Text passage:
┄┄┄┄┄┄┄┄┄┄

So, in Graham's view, intelligence has to do with focusing loads of resources on processing in a handful of narrow domains that match one's innate biases, whereas wisdom has to do with evenly distributing processing across all the different domains in one's environment.

Along these lines Graham also notes (correctly, I think) that:

The wise are all much alike in their wisdom, but very smart people tend to be smart in distinctive ways.

As Graham conceives it, wisdom is basically equivalent to general intelligence: it's intelligence averaged across a variety of situations. In mathematics there exist various sorts of averages, some of which weight extreme values more heavily than others (these are p'th power averages). Graham's view would be that "wisdom" and "intelligence" are both estimates of general intelligence (defined as intelligence averaged over different domains/tasks), but with different sorts of averaging: in the case of intelligence, an averaging that pays especial attention to extremes (say a p-power average with p=5, or whatever); and in the case of wisdom, a more typical arithmetic averaging.

This is all sort of nice, but (as will become clear as the essay unfolds) I don't really think it gets at the crux of the matter.


Wisdom Goes Beyond the Individual

Another interesting perspective (that I also think doesn't get at the crux of the matter) is given in the paper "Meaning generation and artificial wisdom" with abstract

We propose an interpretation of wisdom in terms of meaning generation in social groups. Sapient agents are able to generate useful meanings for other agents beyond their own capability of generation of self-meanings. This makes sapient agents specially valuable entities in agent societies because they provide interagent reliable third-person meaning generation that provides some functional redundancy that contributes to enhance individual and social robustness and global performance.

Here wisdom is identified with the ability to generate meaning in the social group, going beyond meaning that is perceptible by the individual doing the meaning-generating. This harks back to Erikson's understanding of wisdom as related to identification with the world at large, beyond the mind/body.

This view also reminds me vaguely of Aldous Huxley's Perennial Philosophy, an attempt to distill the "wisdom teachings" of all the world's religions. In the Perennial Philosophy, wisdom teaches that the individual self is an illusion and all of us are one with the universe (and yet in a sense still distinct and individual.)

Mulling over all this, none of it really satisfied me. Of course, a folks concept like "wisdom" can't be expected to have a crisp and sensible formalistic definition ... but it still seemed to me that all the attempts at systematization and formalization I'd read about were missing some really essential aspects of the folk concept.

Wisdom, Cleverness and Skillfulness

And so, I came up with a totally different idea....

After a fair bit of musing, my mind kept drifting to the familiar distinction between declarative, procedural and episodic memory (drawn from textbook cognitive psych).

Remember:

  • Declarative knowledge = knowledge of facts, conjectures, hypotheses (abstract or concrete)
  • Procedural knowledge = knowledge of how to do things (could be physical, mental, social, etc.)
  • Episodic knowledge = knowledge of stories that have occurred in the history of intelligent beings (oneself, others one knows, others one has heard about,...)

┄┄┄┄┄┄┄┄┄┄

Problems and tasks:
[1] In the essay on wisdom, what kind of averaging does Graham's view link to wisdom?
[2] For each statement, say whether it agrees with the essay on wisdom, and quote the words that decide it. (a) The author thinks Graham's view gets at the crux of the matter. (b) The paper "Meaning generation and artificial wisdom" interprets wisdom in terms of meaning generation in social groups. (c) In the Perennial Philosophy, the individual self is real and separate from the universe.
[3] Please carry the essay on wisdom forward from its last line.

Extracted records
┄┄┄┄┄┄┄┄┄┄

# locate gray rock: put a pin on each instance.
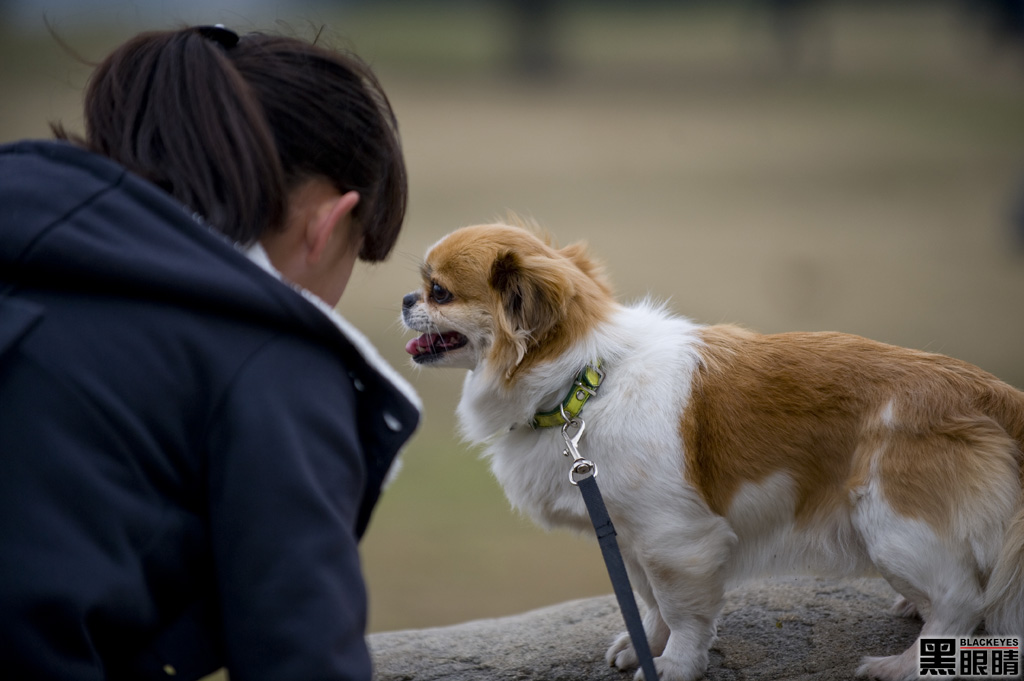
(798, 629)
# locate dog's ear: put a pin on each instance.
(532, 293)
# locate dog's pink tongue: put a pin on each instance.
(419, 345)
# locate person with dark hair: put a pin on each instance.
(192, 439)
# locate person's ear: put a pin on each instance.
(327, 218)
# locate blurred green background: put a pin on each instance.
(802, 165)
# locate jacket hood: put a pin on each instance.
(75, 220)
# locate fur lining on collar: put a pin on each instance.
(360, 342)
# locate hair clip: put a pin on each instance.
(218, 34)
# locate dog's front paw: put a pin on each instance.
(904, 607)
(622, 653)
(672, 669)
(895, 668)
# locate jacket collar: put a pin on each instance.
(258, 255)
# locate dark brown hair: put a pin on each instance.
(230, 129)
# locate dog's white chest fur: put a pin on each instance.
(632, 426)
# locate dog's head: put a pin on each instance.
(500, 296)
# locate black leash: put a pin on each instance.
(583, 475)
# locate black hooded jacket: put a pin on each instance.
(189, 449)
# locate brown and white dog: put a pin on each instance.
(726, 454)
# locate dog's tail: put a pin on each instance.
(1005, 592)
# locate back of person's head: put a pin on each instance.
(230, 125)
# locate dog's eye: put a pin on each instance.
(440, 295)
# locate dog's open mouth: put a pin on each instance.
(431, 346)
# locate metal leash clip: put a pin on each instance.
(582, 468)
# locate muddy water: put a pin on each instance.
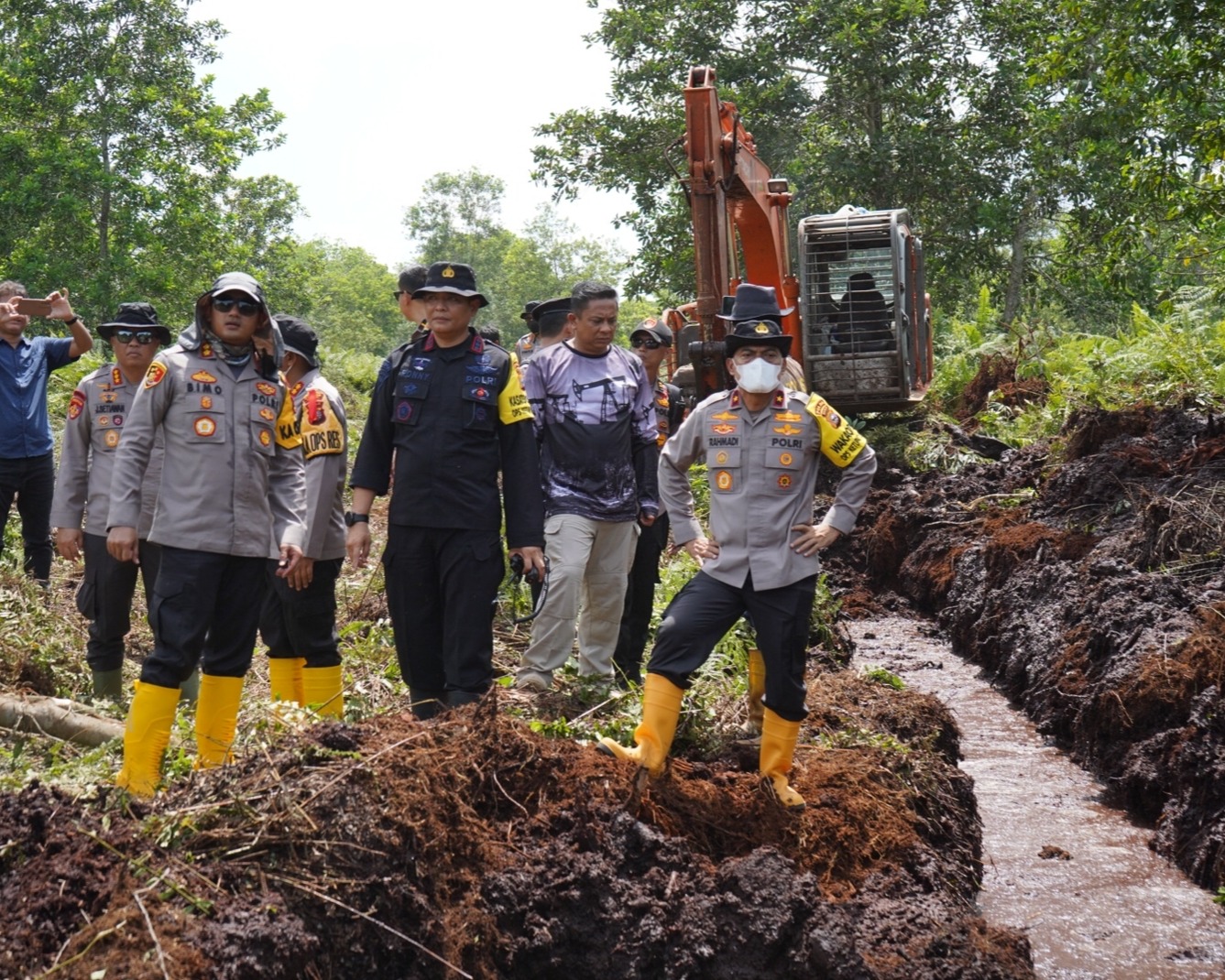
(1104, 907)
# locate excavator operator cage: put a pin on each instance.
(866, 329)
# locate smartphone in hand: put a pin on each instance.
(33, 307)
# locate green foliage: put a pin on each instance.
(118, 174)
(880, 675)
(457, 218)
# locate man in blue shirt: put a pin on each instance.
(27, 468)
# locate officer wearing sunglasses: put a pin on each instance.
(94, 424)
(233, 495)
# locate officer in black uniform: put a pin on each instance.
(453, 417)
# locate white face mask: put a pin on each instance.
(759, 376)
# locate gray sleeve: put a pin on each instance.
(135, 449)
(675, 493)
(857, 480)
(72, 478)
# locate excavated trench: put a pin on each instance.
(1060, 864)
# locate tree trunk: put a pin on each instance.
(59, 718)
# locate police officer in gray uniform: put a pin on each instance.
(94, 424)
(762, 445)
(299, 613)
(233, 494)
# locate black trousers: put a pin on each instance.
(441, 585)
(705, 609)
(105, 598)
(640, 599)
(302, 624)
(32, 482)
(204, 612)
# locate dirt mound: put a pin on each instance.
(1087, 578)
(471, 845)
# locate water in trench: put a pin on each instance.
(1104, 907)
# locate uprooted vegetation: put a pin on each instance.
(469, 845)
(1087, 574)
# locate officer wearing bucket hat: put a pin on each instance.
(762, 445)
(299, 613)
(453, 419)
(92, 430)
(232, 497)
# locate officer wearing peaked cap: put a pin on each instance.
(762, 443)
(232, 497)
(453, 419)
(299, 613)
(94, 424)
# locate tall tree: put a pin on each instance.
(116, 164)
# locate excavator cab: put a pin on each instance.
(865, 325)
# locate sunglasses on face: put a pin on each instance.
(142, 337)
(246, 307)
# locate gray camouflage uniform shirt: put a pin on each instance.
(232, 480)
(762, 469)
(94, 425)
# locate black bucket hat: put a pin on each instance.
(753, 303)
(135, 316)
(299, 337)
(451, 277)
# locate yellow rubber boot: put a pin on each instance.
(286, 679)
(146, 736)
(756, 692)
(653, 737)
(323, 686)
(215, 719)
(778, 751)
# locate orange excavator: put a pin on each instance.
(860, 321)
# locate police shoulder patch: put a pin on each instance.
(155, 375)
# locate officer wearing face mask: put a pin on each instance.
(762, 443)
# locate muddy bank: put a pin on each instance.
(472, 846)
(1086, 577)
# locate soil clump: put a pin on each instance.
(1086, 576)
(471, 845)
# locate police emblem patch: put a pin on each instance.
(155, 374)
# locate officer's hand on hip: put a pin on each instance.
(533, 559)
(302, 574)
(68, 543)
(701, 549)
(356, 544)
(123, 545)
(290, 558)
(814, 538)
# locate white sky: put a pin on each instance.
(476, 81)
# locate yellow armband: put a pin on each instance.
(839, 442)
(512, 403)
(320, 428)
(287, 425)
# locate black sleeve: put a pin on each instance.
(371, 469)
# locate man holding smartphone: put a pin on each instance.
(27, 464)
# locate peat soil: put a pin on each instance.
(469, 845)
(1086, 577)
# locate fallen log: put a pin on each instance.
(58, 717)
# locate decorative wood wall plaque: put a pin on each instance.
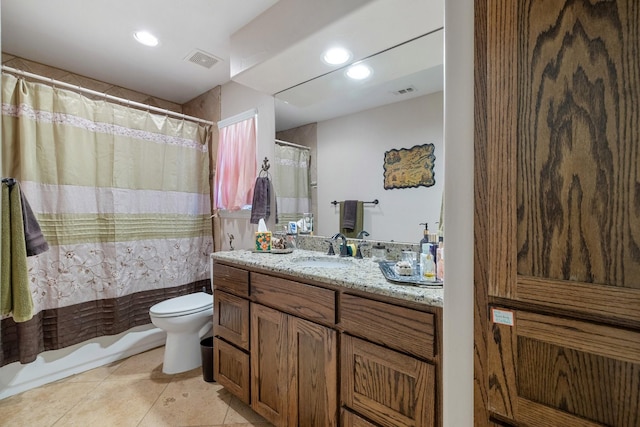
(409, 167)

┄┄┄┄┄┄┄┄┄┄

Outputs in order:
[1] A more typical arithmetic averaging.

[2]
(a) No: "I don't really think it gets at the crux of the matter."
(b) Yes: "We propose an interpretation of wisdom in terms of meaning generation in social groups."
(c) No: "wisdom teaches that the individual self is an illusion and all of us are one with the universe"

[3]
One interesting thought that popped into my head is: The concept of wisdom, in its folk-psychology sense, has a lot to do with the ability to solve problems that are heavily dependent on context, using intuition that's based on large-scale analysis of one's episodic-memory store.

Or, less geekily: Wisdom consists of making intelligent use of experience.

A subtlety here is that this need not be one's own experience. Direct experience may be the best way to acquire wisdom (and surely this is part of the reason that wisdom is commonly associated with age) but some rare folks are remarkably gifted at absorbing wisdom from the experience of others -- absorbed via observation, via reading, or conversation, or whatever.

More broadly, this train of thought leads me to a sort of fundamental trinity of aspects of intelligence: cleverness, skillfulness and wisdom.

There's cleverness, which is the ability to appropriately manipulate, create and absorb declarative knowledge toward one's goals. This declarative knowledge may be abstract, or it may be concrete facts. Declarative knowledge is largely symbolic in nature, and cleverness is largely founded on adeptness at symbol-manipulation.

There's skillfulness, which is the ability to effectively do stuff in service of one's goals. This covers physical skills but also highly abstract mental skills like writing an essay, proving a theorem, or closing a business deal.

In some domains skillfulness can exist in the total absence of cleverness. The vast majority of shred metal guitarists would seem to fit in this category (to choose a somewhat random example based on what's playing in my headphones at the moment). These guys are so damn skilled, yet there's not much adept manipulation of meaning in their solos, or compositions. Compare the typical shred guitarist to Yngwie Malmsteen or Buckethead, who are also massively skilled (and in similar ways) -- but who are also highly clever in their symbolic manipulation of the abstract patterns characterizing the concrete sonic forms they're so skilled at producing.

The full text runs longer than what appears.